* YOUR INSTRUCTIONS
Reproduce the records below in their entirety, character for character.

Stored data

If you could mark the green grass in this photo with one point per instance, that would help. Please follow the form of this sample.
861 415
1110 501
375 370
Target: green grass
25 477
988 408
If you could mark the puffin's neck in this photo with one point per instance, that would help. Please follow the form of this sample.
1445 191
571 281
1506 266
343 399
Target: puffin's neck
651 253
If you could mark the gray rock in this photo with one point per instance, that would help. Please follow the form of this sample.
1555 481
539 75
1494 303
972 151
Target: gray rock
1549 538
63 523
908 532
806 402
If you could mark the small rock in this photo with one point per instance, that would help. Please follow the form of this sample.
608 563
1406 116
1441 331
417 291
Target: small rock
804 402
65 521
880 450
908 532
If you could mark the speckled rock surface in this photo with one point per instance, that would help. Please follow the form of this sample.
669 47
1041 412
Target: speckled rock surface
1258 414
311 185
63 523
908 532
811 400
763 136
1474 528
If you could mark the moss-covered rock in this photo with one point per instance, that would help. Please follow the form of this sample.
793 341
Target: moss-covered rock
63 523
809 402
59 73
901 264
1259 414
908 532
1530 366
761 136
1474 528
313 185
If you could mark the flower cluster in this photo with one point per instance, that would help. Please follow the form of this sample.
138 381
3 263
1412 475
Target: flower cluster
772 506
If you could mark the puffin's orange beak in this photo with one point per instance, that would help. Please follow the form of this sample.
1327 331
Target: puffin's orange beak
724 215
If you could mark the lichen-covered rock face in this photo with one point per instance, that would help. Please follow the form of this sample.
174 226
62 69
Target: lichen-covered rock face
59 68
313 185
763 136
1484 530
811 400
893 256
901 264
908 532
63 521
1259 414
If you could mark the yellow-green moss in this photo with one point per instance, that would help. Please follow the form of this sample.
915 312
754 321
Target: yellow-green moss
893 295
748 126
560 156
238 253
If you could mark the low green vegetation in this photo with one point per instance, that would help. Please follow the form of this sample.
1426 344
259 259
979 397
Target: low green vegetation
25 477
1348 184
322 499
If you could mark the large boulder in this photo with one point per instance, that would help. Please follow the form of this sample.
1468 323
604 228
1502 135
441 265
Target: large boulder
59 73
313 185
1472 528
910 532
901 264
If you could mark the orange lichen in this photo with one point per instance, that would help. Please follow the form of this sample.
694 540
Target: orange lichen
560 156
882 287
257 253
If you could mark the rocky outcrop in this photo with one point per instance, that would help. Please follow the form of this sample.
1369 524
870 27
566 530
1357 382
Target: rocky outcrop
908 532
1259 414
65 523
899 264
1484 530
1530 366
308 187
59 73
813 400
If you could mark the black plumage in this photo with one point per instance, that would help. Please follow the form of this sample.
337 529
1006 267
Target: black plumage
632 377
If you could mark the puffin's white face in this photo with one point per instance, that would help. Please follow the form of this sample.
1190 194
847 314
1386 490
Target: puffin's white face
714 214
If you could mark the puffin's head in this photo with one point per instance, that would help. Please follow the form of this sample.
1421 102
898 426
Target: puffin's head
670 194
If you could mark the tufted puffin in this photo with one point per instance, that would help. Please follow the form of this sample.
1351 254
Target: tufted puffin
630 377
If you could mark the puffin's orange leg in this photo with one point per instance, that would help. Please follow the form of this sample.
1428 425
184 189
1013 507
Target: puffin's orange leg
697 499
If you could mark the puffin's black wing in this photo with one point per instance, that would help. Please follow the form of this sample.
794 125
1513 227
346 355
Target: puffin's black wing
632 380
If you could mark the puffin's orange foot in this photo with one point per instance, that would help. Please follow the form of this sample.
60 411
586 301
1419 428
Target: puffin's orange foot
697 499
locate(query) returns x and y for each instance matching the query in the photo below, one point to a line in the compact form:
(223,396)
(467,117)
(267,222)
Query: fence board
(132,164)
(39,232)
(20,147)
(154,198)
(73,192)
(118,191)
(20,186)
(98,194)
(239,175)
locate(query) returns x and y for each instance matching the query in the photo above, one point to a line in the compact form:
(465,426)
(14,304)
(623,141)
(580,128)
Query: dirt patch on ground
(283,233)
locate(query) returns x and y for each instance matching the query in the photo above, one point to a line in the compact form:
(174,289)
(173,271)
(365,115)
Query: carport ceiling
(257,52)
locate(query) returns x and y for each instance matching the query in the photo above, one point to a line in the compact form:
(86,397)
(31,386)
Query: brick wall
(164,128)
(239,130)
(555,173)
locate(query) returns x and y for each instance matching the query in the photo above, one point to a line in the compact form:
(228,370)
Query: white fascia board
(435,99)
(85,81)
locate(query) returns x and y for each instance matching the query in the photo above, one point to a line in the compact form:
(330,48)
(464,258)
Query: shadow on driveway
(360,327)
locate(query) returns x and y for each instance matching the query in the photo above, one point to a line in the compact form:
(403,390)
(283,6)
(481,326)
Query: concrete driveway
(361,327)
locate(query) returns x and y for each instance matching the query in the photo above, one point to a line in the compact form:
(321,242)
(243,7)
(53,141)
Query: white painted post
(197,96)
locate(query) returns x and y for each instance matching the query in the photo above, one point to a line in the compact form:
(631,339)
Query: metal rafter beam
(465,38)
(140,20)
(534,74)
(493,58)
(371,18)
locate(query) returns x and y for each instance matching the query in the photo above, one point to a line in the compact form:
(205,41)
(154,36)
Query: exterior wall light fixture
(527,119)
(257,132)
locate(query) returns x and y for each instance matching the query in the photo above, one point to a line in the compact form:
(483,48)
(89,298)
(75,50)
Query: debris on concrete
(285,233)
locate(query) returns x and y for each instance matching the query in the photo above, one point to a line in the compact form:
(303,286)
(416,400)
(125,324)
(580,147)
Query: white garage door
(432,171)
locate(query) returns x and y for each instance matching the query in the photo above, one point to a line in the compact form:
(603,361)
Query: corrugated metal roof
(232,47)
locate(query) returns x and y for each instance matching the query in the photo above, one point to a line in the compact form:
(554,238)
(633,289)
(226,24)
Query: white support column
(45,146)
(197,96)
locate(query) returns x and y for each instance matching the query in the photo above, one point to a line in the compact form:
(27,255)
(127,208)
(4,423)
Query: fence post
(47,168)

* FINISHED EXERCISE
If you could mark the green grass in this photo with one point per instance, that would help. Please follow the form of this sample.
861 415
1110 501
375 370
Target: green grass
25 477
988 408
If you could mark the puffin's neck in this photo with one point per instance, that would help. Please follow the form of this sample.
1445 191
571 281
1506 266
343 399
Target: puffin's neck
651 253
If you could mark the gray rock in this photo with one point per instance, that would help. Please follow the form of this sample.
1555 481
539 75
1494 303
972 151
Target: gray rock
1549 538
63 523
908 532
806 402
If you could mark the small rock in this photo with one point per instance, that would help. Please follow the form of this sample.
608 563
1406 116
1441 331
417 291
Target: small rock
804 402
65 521
880 450
908 532
If you could mark the speckled rock surface in this photo with one point per instance, that would help. Please follow the form of this sample.
669 47
1041 412
Target: speckled rock surface
1258 414
311 185
63 523
908 532
811 400
763 136
1474 528
If you could mark the moss-covered rock in this photo with one point per instance, that would help. Please follow the form of this sample.
793 341
Target: moss-covered rock
63 523
809 402
59 73
901 264
1259 414
908 532
1530 366
761 136
1474 528
313 185
If you could mark the flower cluster in this photo with one point per instance, that would help. Please follow the form of this sample.
138 381
3 263
1412 475
Target: flower cluster
772 506
If you could mark the puffin's orange beak in this photo with one point per instance, that would help. Please follow the form of this sample.
1327 331
Target: puffin's orange beak
724 215
If you could mark the lichen-covered rock face in this photo with one point per instance, that would help. Please follow the form of this sample.
174 226
62 69
Target: lichen-covered rock face
59 68
313 185
763 136
1484 530
811 400
893 256
901 264
908 532
63 521
1259 414
If you could mark the yellow-green moss in this photo with one point per instance, that would help. Please follow the form of this sample.
915 312
754 321
Target: yellow-green moss
893 295
748 126
560 156
238 253
If you could mark the low green vegetation in this photo with one point per instance, that would help. Please follow the form of this sample.
1426 344
259 259
979 397
Target: low green vegetation
25 477
1348 184
322 499
If you could mark the large boulder in this photo with one point per instance, that would help. Please follow the form of this sample.
1468 323
604 228
1502 135
441 265
Target: large boulder
59 73
313 185
1472 528
910 532
901 264
If you could mark the orange lichen in this photo with one point per instance, that would help. Please follow the form of this sample.
694 540
Target: orange lichen
560 156
882 287
257 253
If you could mark the rocky outcrop in this photo with one point per instance, that would help. Please follow the form of this sample.
1369 524
870 27
566 530
1357 382
Target: rocky outcrop
908 532
1259 414
65 523
899 264
1484 530
1530 366
308 187
59 73
813 400
If you could mark the black plumage in this photo with one point per instance, that would help. Please follow the form of this sample.
337 529
1006 267
Target: black plumage
632 377
If you could mark the puffin's white face in this photo with one point per instance, that would help. Please follow the form of this sample.
1190 194
847 314
1386 490
Target: puffin's white face
714 214
If you could mark the puffin's head in this photo with one point per instance, that would help. Please follow the form of this sample.
1421 102
898 426
Target: puffin's head
670 194
If you could mark the tufted puffin in this photo with one point per instance, that would help. Please follow the form of this sample.
1351 254
Target: tufted puffin
630 377
If you could mark the puffin's orange leg in this photo with one point per instance, that would help. Please follow the form of this sample.
1428 425
184 189
1013 507
Target: puffin's orange leg
697 499
If you could mark the puffin's black wing in this photo with one point per instance, that would help. Please follow the form of this sample.
794 125
1513 227
346 355
Target: puffin's black wing
632 380
If you could mark the puffin's orange foot in this photo with one point per instance, that would help. Please follow the form of this sample.
60 411
586 301
1419 428
Target: puffin's orange foot
697 499
locate(query) returns x and y for each instance matching the query in the photo below, one point to a line in the compact form:
(223,396)
(467,117)
(267,222)
Query: fence board
(132,164)
(39,232)
(20,147)
(154,198)
(73,192)
(118,191)
(20,186)
(98,194)
(239,175)
locate(query) returns x and y for each instance matching the query in the photo above, one point to a line in the compact form:
(465,426)
(14,304)
(623,141)
(580,128)
Query: dirt patch on ground
(283,233)
locate(query) returns x and y for each instance matching the query in the photo above, one point to a line in the compact form:
(174,289)
(173,271)
(365,115)
Query: carport ceiling
(257,52)
locate(query) returns x and y for each instance matching the query in the photo above, one point to a line in the compact form:
(86,397)
(31,386)
Query: brick wall
(164,128)
(239,130)
(555,173)
locate(query) returns x and y for each instance matching the query in the photo above, one point to a line in the compact form:
(228,370)
Query: white fascia board
(435,99)
(85,81)
locate(query) returns x and y for each instance matching the query in the photo above, one point to a line in the compact form:
(330,48)
(464,258)
Query: shadow on driveway
(360,327)
locate(query) returns x and y for each instance matching the query in the photo above, one point to a line in the compact form:
(403,390)
(283,6)
(481,326)
Query: concrete driveway
(361,327)
locate(query) returns x and y for each instance matching the query in the photo above, one point to a line in the compact form:
(321,242)
(243,7)
(53,141)
Query: white painted post
(197,96)
locate(query) returns x and y for each instance matching the query in the photo above, one point to a line in the compact form:
(631,339)
Query: metal rafter beam
(465,38)
(140,20)
(534,74)
(493,58)
(371,18)
locate(query) returns x and y for each instance matching the query in the photo above, one point to a line in the compact form:
(205,41)
(154,36)
Query: exterior wall light fixture
(527,119)
(257,132)
locate(query) returns x and y for each instance matching the query in the photo above, one point to a line in the compact form:
(483,48)
(89,298)
(75,50)
Query: debris on concrete
(285,233)
locate(query) returns x and y for each instance matching the query in the photo above, one point to a line in the compact form:
(303,286)
(416,400)
(125,324)
(580,147)
Query: white garage door
(432,171)
locate(query) returns x and y for each instance matching the query in the photo above, one point to a line in the compact form:
(603,361)
Query: corrugated metal roof
(232,47)
locate(query) returns x and y for each instance matching the query in the photo above, one point to a line in the compact form:
(554,238)
(633,289)
(226,24)
Query: white support column
(45,146)
(197,96)
locate(query) returns x and y for each instance matching the query in the photo above, one point to a line in the compact form:
(27,255)
(127,208)
(4,423)
Query: fence post
(47,168)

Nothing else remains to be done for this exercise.